Data items:
<<<<
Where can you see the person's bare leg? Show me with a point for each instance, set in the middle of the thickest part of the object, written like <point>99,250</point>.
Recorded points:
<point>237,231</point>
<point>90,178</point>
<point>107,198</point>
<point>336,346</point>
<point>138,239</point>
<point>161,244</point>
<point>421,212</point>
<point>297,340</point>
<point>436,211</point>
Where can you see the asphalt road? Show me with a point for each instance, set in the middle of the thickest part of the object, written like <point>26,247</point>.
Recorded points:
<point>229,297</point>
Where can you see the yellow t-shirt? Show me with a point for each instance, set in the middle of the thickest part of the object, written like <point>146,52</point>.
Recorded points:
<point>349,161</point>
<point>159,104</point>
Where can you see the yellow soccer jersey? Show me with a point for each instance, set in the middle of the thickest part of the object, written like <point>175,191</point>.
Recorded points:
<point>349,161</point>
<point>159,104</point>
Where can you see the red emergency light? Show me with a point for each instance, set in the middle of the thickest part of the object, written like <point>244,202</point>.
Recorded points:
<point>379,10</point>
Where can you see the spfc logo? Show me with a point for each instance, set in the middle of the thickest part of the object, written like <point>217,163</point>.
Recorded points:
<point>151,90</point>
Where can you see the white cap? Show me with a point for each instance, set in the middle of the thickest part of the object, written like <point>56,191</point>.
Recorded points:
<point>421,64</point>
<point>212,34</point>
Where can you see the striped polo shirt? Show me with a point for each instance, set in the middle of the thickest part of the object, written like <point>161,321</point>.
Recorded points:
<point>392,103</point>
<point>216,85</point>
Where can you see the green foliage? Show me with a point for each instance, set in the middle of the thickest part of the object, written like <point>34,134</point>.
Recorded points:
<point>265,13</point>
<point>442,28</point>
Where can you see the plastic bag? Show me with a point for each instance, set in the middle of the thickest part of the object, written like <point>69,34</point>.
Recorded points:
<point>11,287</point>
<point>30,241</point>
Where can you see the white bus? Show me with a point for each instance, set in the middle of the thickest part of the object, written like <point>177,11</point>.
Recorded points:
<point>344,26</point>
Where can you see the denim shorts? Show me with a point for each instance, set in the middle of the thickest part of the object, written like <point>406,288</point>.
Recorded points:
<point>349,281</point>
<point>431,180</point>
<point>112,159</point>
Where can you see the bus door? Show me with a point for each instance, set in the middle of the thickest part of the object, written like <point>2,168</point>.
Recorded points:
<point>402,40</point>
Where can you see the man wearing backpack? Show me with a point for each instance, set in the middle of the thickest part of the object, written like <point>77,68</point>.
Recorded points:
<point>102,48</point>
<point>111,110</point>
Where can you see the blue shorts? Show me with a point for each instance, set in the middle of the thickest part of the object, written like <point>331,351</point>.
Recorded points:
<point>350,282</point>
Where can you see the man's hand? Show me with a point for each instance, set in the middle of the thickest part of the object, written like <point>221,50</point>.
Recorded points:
>>>>
#### [Goal of the exercise]
Could you output the records in full, exactly as written?

#### [Response to this exercise]
Where can you see the person's bare leg? Show me with a point for each instance, set in the middle of the thickest part of the object, written like <point>99,250</point>.
Recorded points:
<point>237,231</point>
<point>90,178</point>
<point>107,198</point>
<point>336,346</point>
<point>138,239</point>
<point>161,244</point>
<point>421,212</point>
<point>297,340</point>
<point>436,211</point>
Where can you see the asphalt road? Show me with a point for each instance, set in the middle of the thickest part of the object, written like <point>26,247</point>.
Recorded points:
<point>229,297</point>
Where can you see the yellow t-shirt? Show me with a point for each instance, set in the middle of the thickest part of the object, written like <point>146,52</point>.
Recorded points:
<point>349,161</point>
<point>159,104</point>
Where can you see the yellow soccer jersey? Show me with a point for each instance, set in the middle of the thickest part of the object, written like <point>175,191</point>.
Recorded points:
<point>349,161</point>
<point>159,104</point>
Where can you see the red emergency light? Show me with a point for each instance, set in the middle of the thickest part of the object, written like <point>244,202</point>.
Recorded points:
<point>379,10</point>
Where can you see the spfc logo? Show me with a point for each instance, set in the middle of the thickest part of the object, written like <point>217,163</point>.
Recorded points:
<point>151,90</point>
Where can you see the white cap? Show me with a point for each instance, set in the middle of the thickest part of the object, written like <point>56,191</point>.
Recorded points:
<point>421,64</point>
<point>212,34</point>
Where can you see the striped polo shirt? Show me with a point for each instance, set in the middle of the thickest part of the object, written like <point>161,321</point>.
Recorded points:
<point>392,103</point>
<point>216,85</point>
Where can you see the green foliage? Show me with a point for each instance, set in the middle of the thickest part of the object, written like <point>34,134</point>.
Recorded points:
<point>265,13</point>
<point>442,28</point>
Where can you see the plastic bag? Show me with a point for each instance, set in the middle of the thickest part of the object, written like <point>69,34</point>.
Recorded points:
<point>11,287</point>
<point>30,241</point>
Where can you see the white bus? Show me with a point for each instance, set in the middle of the thickest part of the object, written like <point>177,11</point>.
Recorded points:
<point>344,26</point>
Where can you see the denim shorts? Show me with a point for each instance, set in the middle of the thickest part of the object, written like <point>406,288</point>.
Recorded points:
<point>349,281</point>
<point>431,180</point>
<point>112,159</point>
Where can you see the bus door? Show me with a point for each instance, set in the middle of the thickest part of the object, written like <point>2,168</point>.
Recorded points:
<point>402,40</point>
Where can you see the man wearing backpack? Show me with a point for each instance, set in the middle of the thickest part of the object, written like <point>77,68</point>.
Recorded points:
<point>102,48</point>
<point>111,110</point>
Where can you see the blue shorts? Show me with a point for each instance, set in the middle of the thickest part of the object, written like <point>331,351</point>.
Recorded points:
<point>350,282</point>
Where can you see the man's hand? Show me with a point for each instance, set in the middle of the thickest part of the object, written like <point>221,50</point>.
Recorded points:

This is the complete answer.